# WORK REQUEST
Look through the listing for the string "wooden" and copy out every line that holds it.

# TASK INPUTS

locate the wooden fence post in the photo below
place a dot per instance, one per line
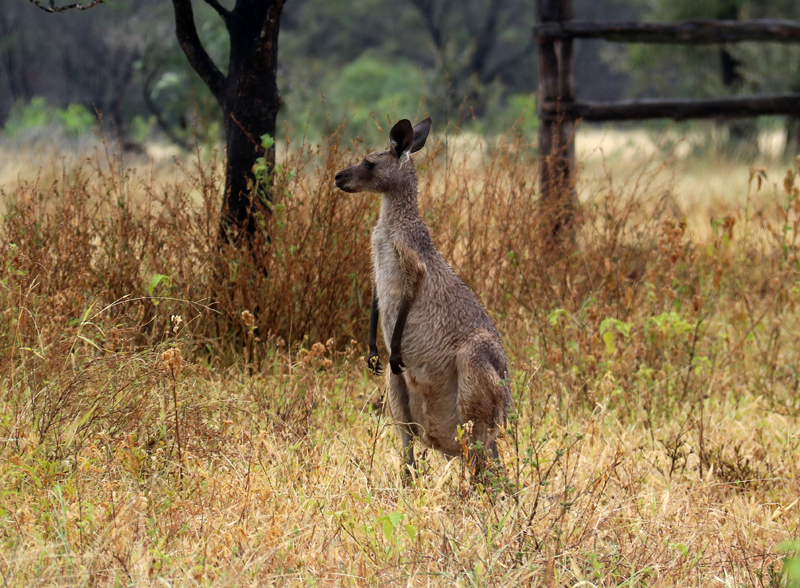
(556, 130)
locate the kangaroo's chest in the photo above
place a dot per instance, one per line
(388, 274)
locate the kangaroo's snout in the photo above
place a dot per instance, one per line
(343, 180)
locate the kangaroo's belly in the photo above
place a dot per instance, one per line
(434, 409)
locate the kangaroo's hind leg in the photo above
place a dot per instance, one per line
(483, 399)
(401, 413)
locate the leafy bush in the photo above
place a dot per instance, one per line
(74, 120)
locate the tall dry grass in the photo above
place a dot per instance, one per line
(178, 413)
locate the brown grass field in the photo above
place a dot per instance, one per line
(175, 413)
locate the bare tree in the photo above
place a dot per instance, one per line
(247, 93)
(248, 96)
(51, 6)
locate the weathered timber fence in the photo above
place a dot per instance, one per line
(558, 109)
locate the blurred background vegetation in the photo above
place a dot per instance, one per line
(471, 62)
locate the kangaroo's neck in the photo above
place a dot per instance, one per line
(401, 203)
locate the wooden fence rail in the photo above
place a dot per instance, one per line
(558, 109)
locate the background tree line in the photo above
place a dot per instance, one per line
(472, 58)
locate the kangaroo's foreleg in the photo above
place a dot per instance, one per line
(373, 361)
(413, 272)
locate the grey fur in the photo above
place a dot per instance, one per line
(448, 367)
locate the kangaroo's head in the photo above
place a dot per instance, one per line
(386, 171)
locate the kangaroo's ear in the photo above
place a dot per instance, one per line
(421, 134)
(401, 137)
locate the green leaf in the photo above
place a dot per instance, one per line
(608, 337)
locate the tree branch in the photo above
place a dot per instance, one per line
(223, 12)
(200, 61)
(271, 21)
(52, 8)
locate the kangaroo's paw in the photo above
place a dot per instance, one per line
(396, 363)
(374, 364)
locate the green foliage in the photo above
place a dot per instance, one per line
(74, 120)
(791, 563)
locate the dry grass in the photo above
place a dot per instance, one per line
(655, 378)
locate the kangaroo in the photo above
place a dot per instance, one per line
(448, 367)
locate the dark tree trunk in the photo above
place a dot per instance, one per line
(249, 99)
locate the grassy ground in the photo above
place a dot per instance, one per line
(174, 415)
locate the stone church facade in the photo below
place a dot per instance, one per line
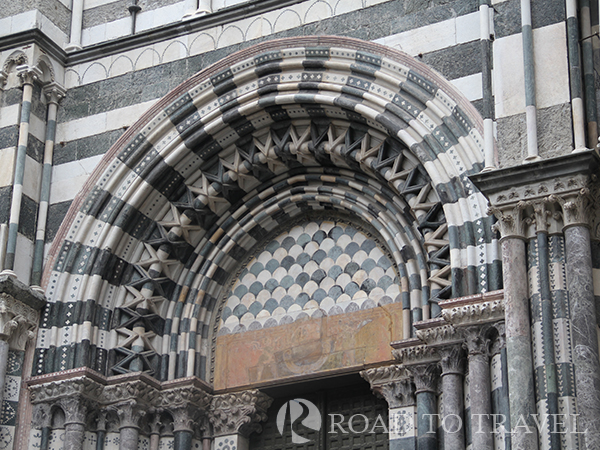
(349, 224)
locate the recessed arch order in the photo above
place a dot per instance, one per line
(141, 265)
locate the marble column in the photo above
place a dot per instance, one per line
(183, 427)
(101, 430)
(395, 385)
(426, 378)
(130, 413)
(235, 416)
(42, 419)
(155, 425)
(452, 363)
(75, 409)
(584, 333)
(477, 345)
(519, 353)
(500, 402)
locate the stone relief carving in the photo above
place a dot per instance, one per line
(239, 413)
(17, 322)
(492, 311)
(393, 383)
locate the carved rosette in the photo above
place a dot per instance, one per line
(239, 413)
(18, 322)
(393, 383)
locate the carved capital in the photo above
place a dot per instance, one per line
(452, 359)
(578, 208)
(425, 377)
(393, 383)
(18, 322)
(239, 412)
(42, 416)
(28, 75)
(54, 92)
(477, 342)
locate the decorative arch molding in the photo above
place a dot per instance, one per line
(141, 265)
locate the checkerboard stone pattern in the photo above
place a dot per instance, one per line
(319, 268)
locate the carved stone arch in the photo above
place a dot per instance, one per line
(253, 142)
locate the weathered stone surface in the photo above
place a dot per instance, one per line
(444, 61)
(554, 135)
(54, 10)
(584, 332)
(57, 213)
(86, 147)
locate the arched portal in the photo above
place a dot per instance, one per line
(305, 132)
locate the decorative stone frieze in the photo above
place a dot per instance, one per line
(55, 390)
(393, 383)
(557, 191)
(436, 332)
(239, 412)
(412, 351)
(490, 311)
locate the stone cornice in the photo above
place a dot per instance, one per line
(547, 195)
(413, 351)
(474, 310)
(537, 180)
(436, 332)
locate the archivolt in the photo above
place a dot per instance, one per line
(242, 147)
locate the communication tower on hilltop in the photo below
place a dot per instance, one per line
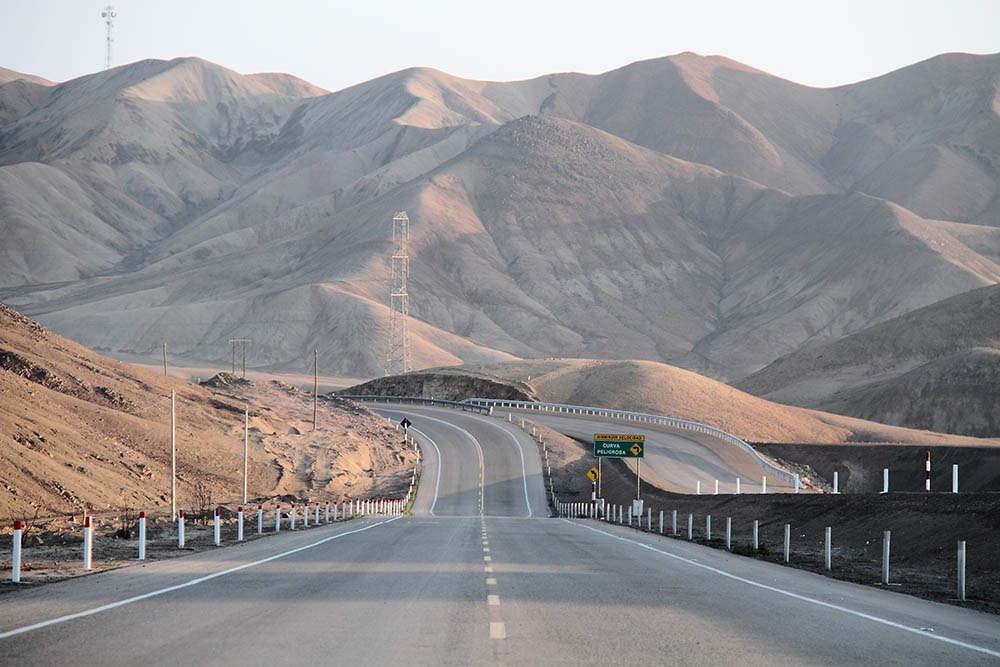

# ANSWER SECTION
locate the wooden fence post in the photo below
locate the wooden fence rail in the photo above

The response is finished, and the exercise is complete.